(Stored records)
★ ★ ★ ★ ★

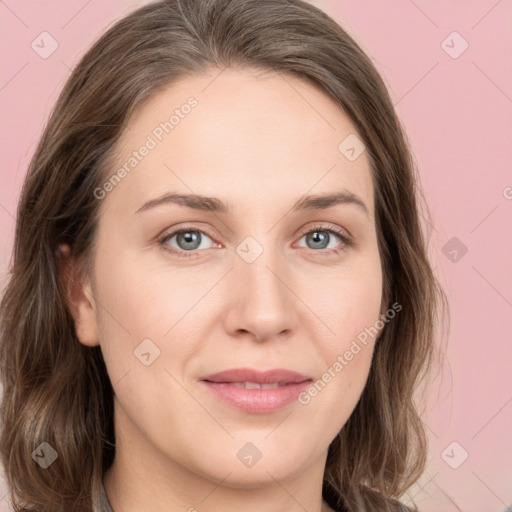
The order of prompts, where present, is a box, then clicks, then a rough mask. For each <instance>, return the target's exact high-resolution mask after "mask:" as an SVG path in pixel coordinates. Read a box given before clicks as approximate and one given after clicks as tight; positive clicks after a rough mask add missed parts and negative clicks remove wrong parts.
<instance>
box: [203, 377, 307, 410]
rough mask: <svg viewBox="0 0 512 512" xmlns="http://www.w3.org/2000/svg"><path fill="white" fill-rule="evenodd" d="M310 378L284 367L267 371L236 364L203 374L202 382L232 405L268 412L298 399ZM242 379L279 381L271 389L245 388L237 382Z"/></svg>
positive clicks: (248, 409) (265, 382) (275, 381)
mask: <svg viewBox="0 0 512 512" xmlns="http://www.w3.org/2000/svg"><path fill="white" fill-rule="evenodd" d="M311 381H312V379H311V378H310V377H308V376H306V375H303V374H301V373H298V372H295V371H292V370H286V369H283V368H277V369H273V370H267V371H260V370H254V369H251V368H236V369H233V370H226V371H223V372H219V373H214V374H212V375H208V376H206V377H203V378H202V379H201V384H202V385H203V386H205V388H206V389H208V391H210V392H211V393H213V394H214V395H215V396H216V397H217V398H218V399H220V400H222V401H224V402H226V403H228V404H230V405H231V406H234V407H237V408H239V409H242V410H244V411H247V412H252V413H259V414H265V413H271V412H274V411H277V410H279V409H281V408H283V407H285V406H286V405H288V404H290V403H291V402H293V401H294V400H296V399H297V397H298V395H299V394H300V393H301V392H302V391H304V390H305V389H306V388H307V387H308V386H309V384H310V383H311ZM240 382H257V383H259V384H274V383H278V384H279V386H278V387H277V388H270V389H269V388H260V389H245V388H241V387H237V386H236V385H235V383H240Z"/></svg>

★ ★ ★ ★ ★

### Exercise
Copy the whole listing above word for word, and leave the picture out of your answer.

### Reply to the exercise
The order of prompts, where present, is a box, then clicks, then a rough mask. For each <instance>, return the target's exact high-resolution mask after "mask:" as an SVG path in pixel coordinates. Read a box given before clicks as approximate and one given after clicks as tight; positive clicks after a rough mask add missed parts and negative clicks remove wrong parts.
<instance>
box: [203, 377, 307, 410]
rough mask: <svg viewBox="0 0 512 512" xmlns="http://www.w3.org/2000/svg"><path fill="white" fill-rule="evenodd" d="M310 378L284 367L267 371L236 364L203 374L202 382L232 405L268 412L298 399ZM242 379L279 381L271 389L245 388L237 382Z"/></svg>
positive clicks: (248, 409) (265, 382) (275, 381)
mask: <svg viewBox="0 0 512 512" xmlns="http://www.w3.org/2000/svg"><path fill="white" fill-rule="evenodd" d="M311 381H312V379H311V378H310V377H308V376H306V375H303V374H301V373H298V372H295V371H292V370H286V369H283V368H277V369H273V370H267V371H260V370H254V369H251V368H236V369H233V370H226V371H223V372H219V373H214V374H212V375H208V376H206V377H203V378H202V379H201V384H202V385H203V386H205V388H206V389H208V391H210V392H211V393H213V394H214V395H215V396H216V397H217V398H218V399H220V400H222V401H224V402H226V403H228V404H230V405H231V406H234V407H237V408H239V409H242V410H244V411H247V412H252V413H259V414H265V413H271V412H274V411H277V410H279V409H281V408H283V407H285V406H286V405H288V404H290V403H291V402H293V401H294V400H296V399H297V397H298V395H299V394H300V393H301V392H302V391H304V390H305V389H306V388H307V387H308V386H309V384H310V383H311ZM240 382H257V383H259V384H274V383H278V384H279V386H278V387H277V388H270V389H269V388H260V389H245V388H241V387H237V386H236V385H235V383H240Z"/></svg>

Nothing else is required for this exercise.